Excerpted text:
========

The problem
An AI agent calls a tool, sends an email, modifies a database, or makes a purchase. Did the action stay within authorization? Was the evidence complete? Could another party verify what happened without trusting the operator?
Today, the usual answer is still “check the logs.” But logs are mutable, incomplete, and operator-controlled. There is no visible settlement step. The action simply happens, and the story is reconstructed after the fact.
The four phases
Authorize the action
Policy checks constraints before execution and issues a permit describing what is allowed, for how long, and under which policy hash.
Emit receipts at runtime
The action executes while the runtime emits signed receipts capturing the call path, inputs, outputs, timing, hashes, and causal links.
Verify before trust
A verifier checks integrity, coverage, and claims: was the permit valid, did execution stay inside bounds, and is the evidence complete?
Feed outcomes back
The verified outcome updates trust state for the agent, policy, or workflow, turning evidence into a learning signal rather than a dead log artifact.

========

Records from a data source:
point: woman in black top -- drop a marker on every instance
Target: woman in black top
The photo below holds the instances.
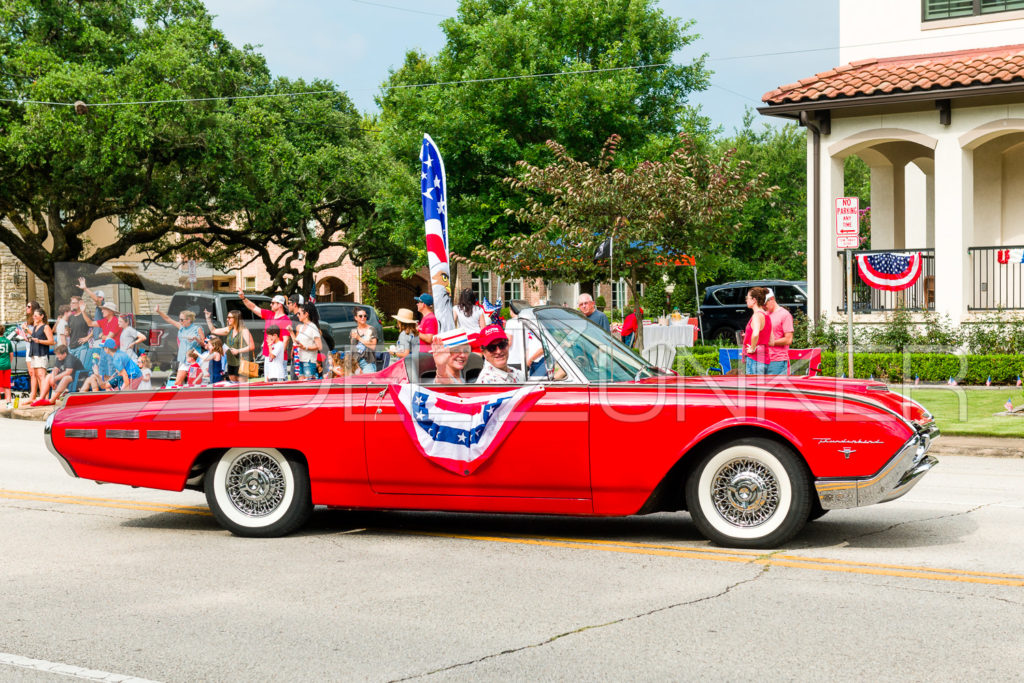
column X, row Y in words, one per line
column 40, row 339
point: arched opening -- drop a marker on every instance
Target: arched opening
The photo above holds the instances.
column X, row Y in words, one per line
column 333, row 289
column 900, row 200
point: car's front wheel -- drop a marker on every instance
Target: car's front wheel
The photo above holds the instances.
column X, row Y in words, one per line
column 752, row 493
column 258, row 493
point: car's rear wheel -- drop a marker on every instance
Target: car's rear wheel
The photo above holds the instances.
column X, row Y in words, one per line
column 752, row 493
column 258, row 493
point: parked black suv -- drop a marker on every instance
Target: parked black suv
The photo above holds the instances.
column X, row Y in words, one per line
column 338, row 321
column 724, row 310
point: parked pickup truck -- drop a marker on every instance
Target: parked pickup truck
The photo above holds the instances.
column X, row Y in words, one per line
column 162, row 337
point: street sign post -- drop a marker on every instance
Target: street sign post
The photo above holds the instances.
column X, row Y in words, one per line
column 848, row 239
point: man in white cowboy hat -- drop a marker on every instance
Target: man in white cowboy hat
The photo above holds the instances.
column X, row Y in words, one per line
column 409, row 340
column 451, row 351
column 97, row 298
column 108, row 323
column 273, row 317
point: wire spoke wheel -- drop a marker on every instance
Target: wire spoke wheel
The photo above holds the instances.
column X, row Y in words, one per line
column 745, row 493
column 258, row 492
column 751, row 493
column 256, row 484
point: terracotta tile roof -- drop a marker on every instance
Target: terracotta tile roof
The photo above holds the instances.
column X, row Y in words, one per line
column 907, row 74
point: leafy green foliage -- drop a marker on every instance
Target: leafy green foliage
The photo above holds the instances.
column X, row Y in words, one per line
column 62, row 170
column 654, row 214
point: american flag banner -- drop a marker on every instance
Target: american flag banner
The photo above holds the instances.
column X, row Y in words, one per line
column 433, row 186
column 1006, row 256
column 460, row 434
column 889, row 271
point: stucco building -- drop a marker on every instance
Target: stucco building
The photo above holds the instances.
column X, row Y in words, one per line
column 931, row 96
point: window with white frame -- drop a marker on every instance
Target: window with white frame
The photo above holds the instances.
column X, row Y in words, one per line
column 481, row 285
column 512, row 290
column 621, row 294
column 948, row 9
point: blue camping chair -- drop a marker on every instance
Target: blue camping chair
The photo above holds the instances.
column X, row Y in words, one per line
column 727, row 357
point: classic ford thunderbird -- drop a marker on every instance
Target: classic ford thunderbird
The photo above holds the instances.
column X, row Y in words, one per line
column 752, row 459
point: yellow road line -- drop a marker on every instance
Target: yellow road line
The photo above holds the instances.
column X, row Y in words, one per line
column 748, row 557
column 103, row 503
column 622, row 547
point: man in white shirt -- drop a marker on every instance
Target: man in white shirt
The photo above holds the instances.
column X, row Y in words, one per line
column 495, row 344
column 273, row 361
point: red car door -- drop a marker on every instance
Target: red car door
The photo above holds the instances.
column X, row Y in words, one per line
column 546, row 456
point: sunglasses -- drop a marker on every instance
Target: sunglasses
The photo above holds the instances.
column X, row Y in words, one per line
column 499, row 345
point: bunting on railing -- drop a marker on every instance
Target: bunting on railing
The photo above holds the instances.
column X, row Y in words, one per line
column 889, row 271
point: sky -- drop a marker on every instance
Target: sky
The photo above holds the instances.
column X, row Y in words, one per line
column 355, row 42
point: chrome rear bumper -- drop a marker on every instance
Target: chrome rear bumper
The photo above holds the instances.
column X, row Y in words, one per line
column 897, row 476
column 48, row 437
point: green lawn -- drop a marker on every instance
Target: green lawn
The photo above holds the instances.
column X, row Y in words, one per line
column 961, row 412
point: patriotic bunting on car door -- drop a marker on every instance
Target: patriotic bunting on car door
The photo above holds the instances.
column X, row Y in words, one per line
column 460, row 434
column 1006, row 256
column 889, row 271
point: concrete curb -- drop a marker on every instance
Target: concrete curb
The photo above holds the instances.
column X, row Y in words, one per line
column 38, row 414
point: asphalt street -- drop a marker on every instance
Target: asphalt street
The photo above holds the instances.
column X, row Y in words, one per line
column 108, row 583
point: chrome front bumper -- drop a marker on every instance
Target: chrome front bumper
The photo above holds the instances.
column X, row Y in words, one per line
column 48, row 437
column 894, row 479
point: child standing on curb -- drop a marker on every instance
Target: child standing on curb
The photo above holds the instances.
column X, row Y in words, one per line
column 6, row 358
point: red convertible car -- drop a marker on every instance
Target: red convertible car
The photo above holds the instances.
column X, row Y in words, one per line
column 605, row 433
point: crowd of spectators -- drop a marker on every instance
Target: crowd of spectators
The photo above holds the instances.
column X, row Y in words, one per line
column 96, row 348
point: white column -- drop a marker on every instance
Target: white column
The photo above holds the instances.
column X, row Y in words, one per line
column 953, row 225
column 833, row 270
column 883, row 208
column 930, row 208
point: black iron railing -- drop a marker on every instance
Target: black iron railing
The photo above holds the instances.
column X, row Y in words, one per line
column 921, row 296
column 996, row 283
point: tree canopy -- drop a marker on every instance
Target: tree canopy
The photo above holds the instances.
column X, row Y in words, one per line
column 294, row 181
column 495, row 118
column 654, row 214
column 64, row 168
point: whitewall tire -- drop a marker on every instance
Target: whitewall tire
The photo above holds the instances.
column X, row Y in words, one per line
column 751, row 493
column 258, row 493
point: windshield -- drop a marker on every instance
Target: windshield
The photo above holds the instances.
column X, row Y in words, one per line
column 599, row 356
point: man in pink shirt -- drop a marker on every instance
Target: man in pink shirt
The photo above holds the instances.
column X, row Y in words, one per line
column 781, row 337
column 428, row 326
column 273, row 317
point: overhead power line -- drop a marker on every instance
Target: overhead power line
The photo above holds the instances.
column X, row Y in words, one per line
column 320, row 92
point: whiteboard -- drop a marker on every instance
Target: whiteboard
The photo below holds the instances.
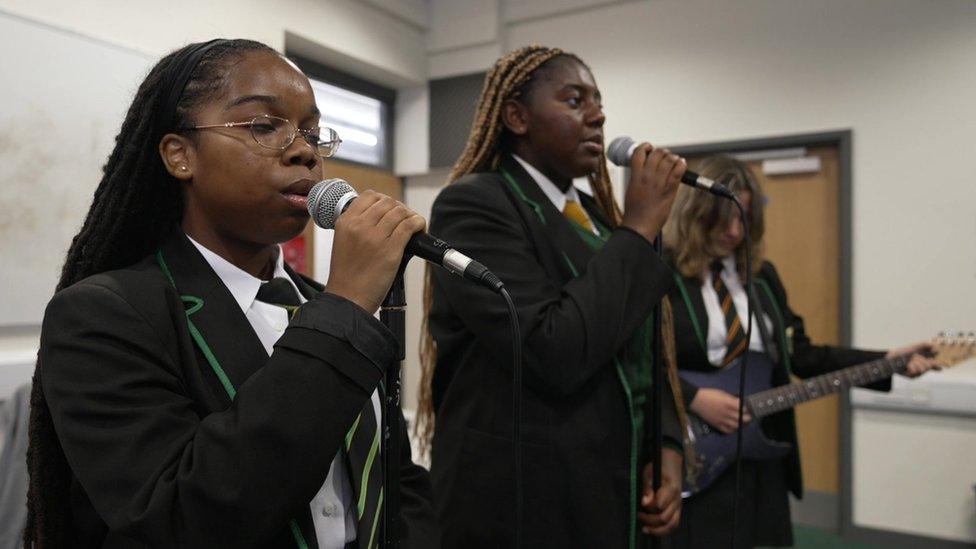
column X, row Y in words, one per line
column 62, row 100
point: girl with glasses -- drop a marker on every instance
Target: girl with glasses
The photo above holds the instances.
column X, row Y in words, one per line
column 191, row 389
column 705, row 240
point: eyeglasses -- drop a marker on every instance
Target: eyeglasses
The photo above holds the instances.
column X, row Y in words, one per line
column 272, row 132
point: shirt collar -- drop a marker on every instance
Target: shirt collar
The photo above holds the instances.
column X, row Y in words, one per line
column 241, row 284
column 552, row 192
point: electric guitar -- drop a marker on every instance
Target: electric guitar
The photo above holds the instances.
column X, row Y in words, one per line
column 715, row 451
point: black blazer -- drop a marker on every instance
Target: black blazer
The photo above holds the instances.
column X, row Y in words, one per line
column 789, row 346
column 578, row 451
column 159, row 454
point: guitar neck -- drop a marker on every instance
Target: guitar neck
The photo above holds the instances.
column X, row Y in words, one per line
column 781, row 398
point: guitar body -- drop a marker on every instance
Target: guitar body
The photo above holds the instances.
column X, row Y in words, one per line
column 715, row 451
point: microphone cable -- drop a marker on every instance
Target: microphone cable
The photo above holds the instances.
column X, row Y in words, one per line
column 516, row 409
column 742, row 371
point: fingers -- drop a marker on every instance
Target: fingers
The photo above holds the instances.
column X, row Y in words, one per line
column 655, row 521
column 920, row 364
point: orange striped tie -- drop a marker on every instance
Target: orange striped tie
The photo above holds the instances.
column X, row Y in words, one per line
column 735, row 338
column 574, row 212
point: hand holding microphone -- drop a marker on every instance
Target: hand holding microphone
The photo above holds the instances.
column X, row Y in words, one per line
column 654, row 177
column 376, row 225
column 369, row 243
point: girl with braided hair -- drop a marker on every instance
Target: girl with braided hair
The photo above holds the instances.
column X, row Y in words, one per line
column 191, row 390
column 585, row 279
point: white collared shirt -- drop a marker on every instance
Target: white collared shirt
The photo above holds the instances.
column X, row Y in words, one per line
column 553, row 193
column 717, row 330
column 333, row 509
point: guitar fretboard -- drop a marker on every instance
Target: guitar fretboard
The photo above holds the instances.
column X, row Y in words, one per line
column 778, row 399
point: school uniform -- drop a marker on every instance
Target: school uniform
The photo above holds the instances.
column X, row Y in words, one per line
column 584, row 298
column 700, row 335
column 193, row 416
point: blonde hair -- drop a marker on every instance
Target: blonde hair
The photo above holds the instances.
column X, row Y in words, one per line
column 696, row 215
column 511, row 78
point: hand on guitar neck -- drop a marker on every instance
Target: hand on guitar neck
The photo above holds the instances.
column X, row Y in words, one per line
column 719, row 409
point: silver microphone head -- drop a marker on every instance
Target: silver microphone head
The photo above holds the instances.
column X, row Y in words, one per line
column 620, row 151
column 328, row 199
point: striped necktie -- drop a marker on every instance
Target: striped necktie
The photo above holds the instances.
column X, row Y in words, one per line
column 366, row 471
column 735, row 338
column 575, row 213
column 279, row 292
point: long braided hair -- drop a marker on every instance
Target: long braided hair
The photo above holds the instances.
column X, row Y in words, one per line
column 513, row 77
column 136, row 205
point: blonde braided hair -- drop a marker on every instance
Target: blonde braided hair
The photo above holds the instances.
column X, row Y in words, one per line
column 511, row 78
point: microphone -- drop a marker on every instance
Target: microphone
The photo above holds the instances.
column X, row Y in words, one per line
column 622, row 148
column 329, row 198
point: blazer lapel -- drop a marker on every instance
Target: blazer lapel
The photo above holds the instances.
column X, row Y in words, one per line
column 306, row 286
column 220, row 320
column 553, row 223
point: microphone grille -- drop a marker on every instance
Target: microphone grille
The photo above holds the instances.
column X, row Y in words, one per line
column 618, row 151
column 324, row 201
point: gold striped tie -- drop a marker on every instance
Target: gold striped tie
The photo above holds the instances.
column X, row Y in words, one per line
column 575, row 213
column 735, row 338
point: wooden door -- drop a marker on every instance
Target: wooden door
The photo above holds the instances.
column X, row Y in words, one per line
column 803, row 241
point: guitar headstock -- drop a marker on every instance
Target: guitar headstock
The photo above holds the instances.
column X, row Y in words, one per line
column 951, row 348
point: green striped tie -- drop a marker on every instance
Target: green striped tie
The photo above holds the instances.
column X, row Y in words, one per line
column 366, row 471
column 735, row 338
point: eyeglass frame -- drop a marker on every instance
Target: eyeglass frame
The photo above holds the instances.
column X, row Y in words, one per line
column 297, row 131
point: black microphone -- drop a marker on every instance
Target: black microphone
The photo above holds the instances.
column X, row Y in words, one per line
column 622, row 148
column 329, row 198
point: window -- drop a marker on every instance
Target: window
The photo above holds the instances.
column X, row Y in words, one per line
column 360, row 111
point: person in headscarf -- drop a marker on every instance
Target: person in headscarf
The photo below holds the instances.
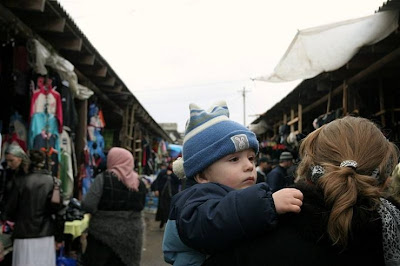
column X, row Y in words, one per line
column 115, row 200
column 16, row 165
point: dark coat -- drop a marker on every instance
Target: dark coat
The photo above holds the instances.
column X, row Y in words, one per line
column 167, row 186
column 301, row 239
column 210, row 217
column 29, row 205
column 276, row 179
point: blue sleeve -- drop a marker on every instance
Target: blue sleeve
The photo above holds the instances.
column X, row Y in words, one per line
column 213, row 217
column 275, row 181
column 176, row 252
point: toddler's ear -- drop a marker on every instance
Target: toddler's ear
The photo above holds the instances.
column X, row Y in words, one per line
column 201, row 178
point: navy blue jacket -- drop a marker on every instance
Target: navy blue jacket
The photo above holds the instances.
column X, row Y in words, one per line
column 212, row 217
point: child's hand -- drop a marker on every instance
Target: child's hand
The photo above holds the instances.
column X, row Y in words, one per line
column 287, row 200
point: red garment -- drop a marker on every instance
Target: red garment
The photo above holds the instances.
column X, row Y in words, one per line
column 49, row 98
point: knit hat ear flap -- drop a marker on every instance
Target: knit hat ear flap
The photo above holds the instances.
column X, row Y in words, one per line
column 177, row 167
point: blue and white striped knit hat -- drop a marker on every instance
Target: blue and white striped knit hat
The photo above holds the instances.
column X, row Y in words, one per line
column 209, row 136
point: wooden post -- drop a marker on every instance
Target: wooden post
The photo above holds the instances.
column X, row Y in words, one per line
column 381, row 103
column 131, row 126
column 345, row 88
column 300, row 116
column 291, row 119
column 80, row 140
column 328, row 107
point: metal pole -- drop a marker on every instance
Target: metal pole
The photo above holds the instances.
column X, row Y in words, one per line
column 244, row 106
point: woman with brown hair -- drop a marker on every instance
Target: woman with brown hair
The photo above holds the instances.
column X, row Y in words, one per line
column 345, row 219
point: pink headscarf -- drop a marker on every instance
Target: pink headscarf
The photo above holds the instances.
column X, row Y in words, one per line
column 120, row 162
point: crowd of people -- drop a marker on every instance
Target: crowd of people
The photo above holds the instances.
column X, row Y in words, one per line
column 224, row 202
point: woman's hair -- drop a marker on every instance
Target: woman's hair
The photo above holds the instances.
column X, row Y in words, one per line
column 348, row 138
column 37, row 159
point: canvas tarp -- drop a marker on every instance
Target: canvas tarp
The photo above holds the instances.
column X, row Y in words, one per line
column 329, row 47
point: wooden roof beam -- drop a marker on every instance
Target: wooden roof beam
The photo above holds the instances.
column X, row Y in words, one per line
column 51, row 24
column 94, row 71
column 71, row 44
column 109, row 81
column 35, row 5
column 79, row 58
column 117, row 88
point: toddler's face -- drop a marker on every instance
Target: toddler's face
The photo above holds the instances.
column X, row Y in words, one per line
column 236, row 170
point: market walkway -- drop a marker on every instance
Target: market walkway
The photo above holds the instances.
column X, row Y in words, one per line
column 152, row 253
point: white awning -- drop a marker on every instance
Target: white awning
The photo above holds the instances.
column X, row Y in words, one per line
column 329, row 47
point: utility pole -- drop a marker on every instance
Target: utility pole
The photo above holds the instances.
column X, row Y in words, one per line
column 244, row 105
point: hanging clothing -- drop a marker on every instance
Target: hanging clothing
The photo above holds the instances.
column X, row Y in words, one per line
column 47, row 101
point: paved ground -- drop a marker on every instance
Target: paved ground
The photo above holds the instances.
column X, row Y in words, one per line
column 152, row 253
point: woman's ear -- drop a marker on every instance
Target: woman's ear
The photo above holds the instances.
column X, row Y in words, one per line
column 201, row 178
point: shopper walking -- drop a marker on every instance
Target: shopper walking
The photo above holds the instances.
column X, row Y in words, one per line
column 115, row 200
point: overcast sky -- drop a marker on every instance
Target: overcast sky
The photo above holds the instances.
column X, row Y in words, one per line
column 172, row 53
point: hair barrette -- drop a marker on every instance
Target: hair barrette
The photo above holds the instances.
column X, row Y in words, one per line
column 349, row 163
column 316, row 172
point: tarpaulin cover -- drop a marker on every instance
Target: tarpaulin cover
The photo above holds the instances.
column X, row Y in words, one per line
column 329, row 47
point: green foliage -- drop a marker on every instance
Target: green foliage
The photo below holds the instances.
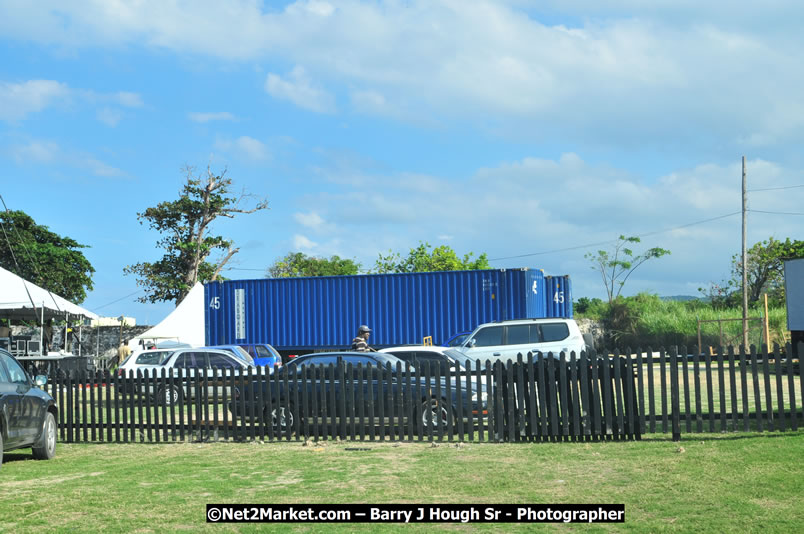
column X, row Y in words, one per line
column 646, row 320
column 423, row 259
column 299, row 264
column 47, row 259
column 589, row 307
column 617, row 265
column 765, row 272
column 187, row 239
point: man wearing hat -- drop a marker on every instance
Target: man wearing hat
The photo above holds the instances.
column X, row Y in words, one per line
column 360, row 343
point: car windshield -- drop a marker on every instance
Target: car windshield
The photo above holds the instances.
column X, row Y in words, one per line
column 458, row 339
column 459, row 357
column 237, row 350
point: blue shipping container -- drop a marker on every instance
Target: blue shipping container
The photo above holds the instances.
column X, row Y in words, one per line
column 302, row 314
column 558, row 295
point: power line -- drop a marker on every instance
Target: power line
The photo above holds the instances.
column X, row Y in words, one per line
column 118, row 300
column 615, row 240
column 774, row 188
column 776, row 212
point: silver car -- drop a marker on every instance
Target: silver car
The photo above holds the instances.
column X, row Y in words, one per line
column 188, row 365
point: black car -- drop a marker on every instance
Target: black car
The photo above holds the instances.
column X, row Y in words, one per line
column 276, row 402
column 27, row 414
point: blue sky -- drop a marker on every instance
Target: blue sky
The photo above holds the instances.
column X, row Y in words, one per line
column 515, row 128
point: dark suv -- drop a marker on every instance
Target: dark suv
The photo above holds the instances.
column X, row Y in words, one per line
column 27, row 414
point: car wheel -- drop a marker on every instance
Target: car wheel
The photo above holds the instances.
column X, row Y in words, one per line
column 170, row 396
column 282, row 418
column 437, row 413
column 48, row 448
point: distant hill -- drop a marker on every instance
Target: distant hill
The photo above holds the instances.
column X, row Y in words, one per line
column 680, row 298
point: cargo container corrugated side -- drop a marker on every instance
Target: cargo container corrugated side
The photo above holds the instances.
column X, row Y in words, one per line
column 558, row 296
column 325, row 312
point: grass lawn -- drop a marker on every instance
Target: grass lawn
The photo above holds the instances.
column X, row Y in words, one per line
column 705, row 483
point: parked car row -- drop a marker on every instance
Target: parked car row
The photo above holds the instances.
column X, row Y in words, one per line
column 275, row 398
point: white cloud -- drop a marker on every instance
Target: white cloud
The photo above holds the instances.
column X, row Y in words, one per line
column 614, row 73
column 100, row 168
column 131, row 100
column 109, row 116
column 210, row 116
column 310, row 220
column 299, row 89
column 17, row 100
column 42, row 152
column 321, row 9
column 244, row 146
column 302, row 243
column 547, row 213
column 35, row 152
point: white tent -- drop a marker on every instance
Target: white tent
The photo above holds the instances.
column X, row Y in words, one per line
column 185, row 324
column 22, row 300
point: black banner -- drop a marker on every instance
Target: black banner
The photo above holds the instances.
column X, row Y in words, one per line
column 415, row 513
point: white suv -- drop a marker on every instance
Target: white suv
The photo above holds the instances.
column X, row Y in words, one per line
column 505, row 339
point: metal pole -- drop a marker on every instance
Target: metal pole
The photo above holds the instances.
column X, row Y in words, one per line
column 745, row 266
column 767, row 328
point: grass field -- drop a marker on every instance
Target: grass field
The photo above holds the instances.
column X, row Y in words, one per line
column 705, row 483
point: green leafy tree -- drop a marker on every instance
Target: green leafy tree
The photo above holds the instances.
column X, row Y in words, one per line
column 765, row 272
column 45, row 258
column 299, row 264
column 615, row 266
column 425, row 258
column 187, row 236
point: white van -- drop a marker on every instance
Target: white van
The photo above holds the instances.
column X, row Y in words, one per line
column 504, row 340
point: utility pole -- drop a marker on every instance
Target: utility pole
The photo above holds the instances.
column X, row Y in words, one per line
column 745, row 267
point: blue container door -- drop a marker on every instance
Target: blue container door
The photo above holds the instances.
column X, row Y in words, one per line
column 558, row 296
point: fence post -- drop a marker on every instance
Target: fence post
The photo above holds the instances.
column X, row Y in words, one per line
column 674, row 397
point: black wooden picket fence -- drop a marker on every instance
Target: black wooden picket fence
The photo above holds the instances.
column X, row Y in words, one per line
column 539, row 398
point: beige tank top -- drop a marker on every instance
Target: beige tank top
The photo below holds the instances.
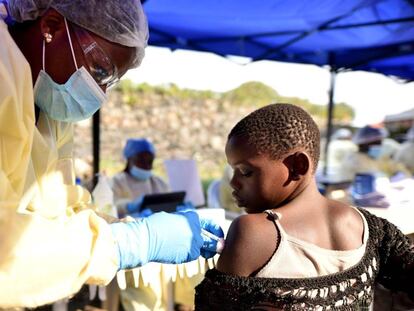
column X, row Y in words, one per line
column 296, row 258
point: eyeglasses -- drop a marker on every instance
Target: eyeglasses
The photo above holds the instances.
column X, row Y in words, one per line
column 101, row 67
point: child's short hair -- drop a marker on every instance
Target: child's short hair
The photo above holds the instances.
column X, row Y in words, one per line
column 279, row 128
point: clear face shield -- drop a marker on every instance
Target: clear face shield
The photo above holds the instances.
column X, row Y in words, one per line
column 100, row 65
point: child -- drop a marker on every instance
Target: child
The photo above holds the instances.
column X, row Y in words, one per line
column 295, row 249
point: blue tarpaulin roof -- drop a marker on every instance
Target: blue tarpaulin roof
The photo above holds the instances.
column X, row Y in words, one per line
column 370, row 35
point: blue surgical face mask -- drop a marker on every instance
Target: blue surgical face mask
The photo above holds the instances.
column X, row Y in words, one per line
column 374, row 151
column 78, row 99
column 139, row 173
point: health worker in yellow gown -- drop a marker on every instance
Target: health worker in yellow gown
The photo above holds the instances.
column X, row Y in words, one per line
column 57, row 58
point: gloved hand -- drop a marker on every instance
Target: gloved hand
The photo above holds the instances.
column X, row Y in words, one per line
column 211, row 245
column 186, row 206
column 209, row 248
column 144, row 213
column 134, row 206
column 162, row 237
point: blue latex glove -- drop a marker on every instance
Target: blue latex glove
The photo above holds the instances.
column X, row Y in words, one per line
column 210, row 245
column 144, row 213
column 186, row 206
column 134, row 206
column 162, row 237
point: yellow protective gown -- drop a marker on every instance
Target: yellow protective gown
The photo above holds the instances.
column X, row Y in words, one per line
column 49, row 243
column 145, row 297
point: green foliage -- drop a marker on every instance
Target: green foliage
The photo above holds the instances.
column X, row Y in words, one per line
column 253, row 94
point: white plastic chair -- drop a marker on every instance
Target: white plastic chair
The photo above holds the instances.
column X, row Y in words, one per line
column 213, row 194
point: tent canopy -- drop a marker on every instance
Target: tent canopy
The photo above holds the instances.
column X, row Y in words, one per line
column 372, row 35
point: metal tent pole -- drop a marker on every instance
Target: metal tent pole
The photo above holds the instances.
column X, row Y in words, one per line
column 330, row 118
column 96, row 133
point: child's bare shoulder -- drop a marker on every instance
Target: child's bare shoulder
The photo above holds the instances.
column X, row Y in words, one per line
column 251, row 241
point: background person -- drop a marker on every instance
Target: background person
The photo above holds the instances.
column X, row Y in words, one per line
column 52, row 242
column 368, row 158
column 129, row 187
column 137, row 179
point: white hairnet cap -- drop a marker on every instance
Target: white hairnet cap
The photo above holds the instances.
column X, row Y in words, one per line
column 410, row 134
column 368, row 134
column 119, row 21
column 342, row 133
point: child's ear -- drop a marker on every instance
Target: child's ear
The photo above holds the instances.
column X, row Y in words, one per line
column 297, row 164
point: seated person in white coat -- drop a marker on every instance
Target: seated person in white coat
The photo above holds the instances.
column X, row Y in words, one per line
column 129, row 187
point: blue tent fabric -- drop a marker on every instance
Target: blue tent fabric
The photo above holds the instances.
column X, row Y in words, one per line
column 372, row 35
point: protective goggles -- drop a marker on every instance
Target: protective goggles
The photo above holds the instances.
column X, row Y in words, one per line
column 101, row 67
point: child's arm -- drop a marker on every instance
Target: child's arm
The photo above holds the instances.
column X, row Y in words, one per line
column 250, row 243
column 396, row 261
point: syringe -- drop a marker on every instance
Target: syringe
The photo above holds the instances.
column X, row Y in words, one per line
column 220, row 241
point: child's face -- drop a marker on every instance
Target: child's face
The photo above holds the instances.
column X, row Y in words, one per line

========

Problem statement: In the text about checking what an AI agent does, what does the permit describe?

Problem solution: What is allowed, for how long, and under which policy hash.